The US government has released its National Climate Assessment (NCA), a report that details the full extent of the impact of human activity on climate change, with a focus on the United States. The results are in line with the UN’s fifth report from the Intergovernmental Panel on Climate Change: the world is warming, the consequences are becoming more and more severe and humans are the primary cause of climate change.

In its overview, the NCA declares that, “Multiple lines of independent evidence confirm that human activities are the primary cause of global warming of the past 50 years.”

The Obama administration unveiled the report along with statements from the president. The White House is seeking to present a portrait of concern, even though the administration has done nothing to address climate change during its more than five years in office.

A team of more than 300 climate scientists, researchers and support staff worked with 60 government officials to produce the 841-page document. It provides a comprehensive look at the shifts in the global climate over the past half-century, the problems already presented by global warming and how these manifest locally.

· · ·

§ STATED PROBLEM A
Return the National Climate Assessment passage word for word, in full.

§ GIVEN DATA
· · ·

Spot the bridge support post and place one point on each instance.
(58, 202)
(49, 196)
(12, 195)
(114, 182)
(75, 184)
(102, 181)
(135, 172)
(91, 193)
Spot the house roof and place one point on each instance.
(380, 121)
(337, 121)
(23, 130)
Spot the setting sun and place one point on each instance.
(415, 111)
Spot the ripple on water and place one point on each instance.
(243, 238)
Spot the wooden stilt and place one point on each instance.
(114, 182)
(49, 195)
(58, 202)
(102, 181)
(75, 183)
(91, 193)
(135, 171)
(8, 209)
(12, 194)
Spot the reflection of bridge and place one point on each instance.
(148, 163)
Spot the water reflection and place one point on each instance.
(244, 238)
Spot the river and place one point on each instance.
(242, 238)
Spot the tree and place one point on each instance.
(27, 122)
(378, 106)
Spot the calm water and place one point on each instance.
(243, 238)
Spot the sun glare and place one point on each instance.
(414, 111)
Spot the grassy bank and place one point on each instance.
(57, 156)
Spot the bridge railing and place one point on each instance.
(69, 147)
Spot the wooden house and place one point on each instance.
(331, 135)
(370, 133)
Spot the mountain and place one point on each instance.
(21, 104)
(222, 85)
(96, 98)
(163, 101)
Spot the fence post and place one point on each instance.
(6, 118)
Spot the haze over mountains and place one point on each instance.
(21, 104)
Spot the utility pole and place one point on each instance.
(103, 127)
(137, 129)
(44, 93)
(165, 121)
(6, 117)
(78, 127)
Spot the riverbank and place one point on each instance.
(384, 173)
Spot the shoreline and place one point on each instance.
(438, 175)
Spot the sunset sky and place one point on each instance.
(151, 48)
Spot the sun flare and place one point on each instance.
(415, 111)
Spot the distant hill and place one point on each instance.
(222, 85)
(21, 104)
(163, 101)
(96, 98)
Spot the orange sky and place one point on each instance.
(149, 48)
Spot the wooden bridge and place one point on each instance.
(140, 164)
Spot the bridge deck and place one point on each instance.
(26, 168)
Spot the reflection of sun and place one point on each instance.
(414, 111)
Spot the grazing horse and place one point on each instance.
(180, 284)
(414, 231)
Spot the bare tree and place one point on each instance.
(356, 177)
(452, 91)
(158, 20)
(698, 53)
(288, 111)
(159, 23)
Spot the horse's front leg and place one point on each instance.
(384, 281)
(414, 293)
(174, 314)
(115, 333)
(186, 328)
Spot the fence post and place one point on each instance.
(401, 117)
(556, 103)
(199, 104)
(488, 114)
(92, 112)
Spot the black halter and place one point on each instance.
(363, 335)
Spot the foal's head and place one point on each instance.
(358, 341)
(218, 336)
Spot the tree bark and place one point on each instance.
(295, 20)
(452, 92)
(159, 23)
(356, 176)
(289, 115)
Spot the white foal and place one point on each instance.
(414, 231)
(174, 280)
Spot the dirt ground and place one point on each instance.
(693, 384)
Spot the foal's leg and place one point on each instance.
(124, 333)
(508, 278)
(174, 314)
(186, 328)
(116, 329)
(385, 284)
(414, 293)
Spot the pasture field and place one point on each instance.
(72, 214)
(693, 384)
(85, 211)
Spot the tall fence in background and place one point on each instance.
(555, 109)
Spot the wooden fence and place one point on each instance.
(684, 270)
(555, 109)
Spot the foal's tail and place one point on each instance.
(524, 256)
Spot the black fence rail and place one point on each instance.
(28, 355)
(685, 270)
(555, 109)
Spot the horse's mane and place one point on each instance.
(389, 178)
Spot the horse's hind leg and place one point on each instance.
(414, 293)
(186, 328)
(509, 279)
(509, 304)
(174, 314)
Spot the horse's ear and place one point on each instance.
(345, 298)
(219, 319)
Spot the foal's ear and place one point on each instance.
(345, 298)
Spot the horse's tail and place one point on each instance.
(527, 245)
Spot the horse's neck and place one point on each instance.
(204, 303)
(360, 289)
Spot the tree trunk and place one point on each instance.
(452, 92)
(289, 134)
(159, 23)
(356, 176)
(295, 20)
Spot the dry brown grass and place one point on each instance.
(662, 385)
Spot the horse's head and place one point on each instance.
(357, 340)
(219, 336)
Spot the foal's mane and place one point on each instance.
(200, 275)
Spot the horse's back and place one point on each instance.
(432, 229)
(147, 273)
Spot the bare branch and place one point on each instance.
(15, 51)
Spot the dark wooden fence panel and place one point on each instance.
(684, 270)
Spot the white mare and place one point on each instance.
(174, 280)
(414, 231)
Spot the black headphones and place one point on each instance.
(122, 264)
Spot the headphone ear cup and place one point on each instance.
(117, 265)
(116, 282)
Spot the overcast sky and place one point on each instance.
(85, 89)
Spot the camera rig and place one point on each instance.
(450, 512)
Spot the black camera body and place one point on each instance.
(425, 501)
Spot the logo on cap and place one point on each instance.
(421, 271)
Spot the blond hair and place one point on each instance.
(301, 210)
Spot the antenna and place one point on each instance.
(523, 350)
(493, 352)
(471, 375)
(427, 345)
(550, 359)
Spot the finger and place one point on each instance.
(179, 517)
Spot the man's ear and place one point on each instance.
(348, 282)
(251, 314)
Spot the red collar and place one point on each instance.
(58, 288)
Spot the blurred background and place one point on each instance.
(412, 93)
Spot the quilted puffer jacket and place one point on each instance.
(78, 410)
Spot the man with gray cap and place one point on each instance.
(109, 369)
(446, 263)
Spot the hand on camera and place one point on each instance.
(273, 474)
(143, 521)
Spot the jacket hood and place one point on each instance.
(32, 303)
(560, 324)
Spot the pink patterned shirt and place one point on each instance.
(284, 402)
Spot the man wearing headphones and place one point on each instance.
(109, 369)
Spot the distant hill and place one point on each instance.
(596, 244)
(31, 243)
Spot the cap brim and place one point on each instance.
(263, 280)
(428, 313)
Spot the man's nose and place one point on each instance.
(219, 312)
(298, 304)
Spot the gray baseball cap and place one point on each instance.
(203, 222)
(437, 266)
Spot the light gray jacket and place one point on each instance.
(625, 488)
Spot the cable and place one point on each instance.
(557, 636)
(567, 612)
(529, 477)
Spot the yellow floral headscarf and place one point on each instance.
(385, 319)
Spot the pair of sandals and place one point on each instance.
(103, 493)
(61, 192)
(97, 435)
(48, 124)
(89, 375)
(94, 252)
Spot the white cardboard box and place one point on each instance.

· · ·

§ STATED PROBLEM B
Retype the records exactly, from the line containing "Spot the gray" through the last line of the records, inclusive.

§ FULL RESPONSE A
The US government has released its National Climate Assessment (NCA), a report that details the full extent of the impact of human activity on climate change, with a focus on the United States. The results are in line with the UN’s fifth report from the Intergovernmental Panel on Climate Change: the world is warming, the consequences are becoming more and more severe and humans are the primary cause of climate change.

In its overview, the NCA declares that, “Multiple lines of independent evidence confirm that human activities are the primary cause of global warming of the past 50 years.”

The Obama administration unveiled the report along with statements from the president. The White House is seeking to present a portrait of concern, even though the administration has done nothing to address climate change during its more than five years in office.

A team of more than 300 climate scientists, researchers and support staff worked with 60 government officials to produce the 841-page document. It provides a comprehensive look at the shifts in the global climate over the past half-century, the problems already presented by global warming and how these manifest locally.

§ FULL RESPONSE B
Spot the gray baseball cap and place one point on each instance.
(203, 222)
(437, 266)
Spot the light gray jacket and place one point on each instance.
(625, 488)
Spot the cable and place one point on each instance.
(557, 636)
(567, 612)
(529, 477)
Spot the yellow floral headscarf and place one point on each instance.
(385, 319)
Spot the pair of sandals and place one point on each instance.
(103, 493)
(61, 192)
(97, 435)
(48, 124)
(89, 375)
(94, 252)
Spot the white cardboard box and place one point on each instance.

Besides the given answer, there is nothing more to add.